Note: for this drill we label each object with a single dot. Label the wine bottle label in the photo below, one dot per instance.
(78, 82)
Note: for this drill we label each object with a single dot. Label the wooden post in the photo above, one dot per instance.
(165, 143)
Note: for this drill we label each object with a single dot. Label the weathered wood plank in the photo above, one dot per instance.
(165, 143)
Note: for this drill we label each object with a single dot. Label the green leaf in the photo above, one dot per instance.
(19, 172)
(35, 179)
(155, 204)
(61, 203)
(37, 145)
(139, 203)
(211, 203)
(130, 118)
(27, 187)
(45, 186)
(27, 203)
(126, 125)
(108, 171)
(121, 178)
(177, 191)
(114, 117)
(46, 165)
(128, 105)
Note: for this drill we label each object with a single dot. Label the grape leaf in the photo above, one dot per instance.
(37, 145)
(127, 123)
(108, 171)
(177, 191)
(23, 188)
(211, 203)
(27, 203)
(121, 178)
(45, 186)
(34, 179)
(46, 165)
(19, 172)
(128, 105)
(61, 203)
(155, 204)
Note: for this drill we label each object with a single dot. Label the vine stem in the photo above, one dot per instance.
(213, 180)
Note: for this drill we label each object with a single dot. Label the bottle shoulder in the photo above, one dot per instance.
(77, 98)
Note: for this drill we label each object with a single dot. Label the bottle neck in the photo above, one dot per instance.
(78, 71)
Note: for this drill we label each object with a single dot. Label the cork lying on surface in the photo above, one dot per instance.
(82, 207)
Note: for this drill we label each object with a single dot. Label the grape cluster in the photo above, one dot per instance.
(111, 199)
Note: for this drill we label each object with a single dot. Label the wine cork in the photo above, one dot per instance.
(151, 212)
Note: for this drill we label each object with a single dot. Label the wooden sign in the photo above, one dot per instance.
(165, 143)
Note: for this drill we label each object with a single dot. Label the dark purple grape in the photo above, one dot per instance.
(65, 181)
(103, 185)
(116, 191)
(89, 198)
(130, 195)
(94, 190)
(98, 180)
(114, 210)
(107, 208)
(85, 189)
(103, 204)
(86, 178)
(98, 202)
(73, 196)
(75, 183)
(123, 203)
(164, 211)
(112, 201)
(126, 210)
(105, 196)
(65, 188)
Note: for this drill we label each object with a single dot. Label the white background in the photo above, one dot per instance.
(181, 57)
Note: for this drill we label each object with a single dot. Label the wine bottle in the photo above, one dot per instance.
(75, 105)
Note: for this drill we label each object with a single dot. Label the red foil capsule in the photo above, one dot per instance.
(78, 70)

================

* [PROBLEM STATEMENT]
Retype exactly. Start at the line with "Label the red" and stop at the last line of the data.

* [YOUR SOLUTION]
Note: for this drill we label each object with a single dot. Label the red foil capsule in the photo above, one dot per instance.
(78, 70)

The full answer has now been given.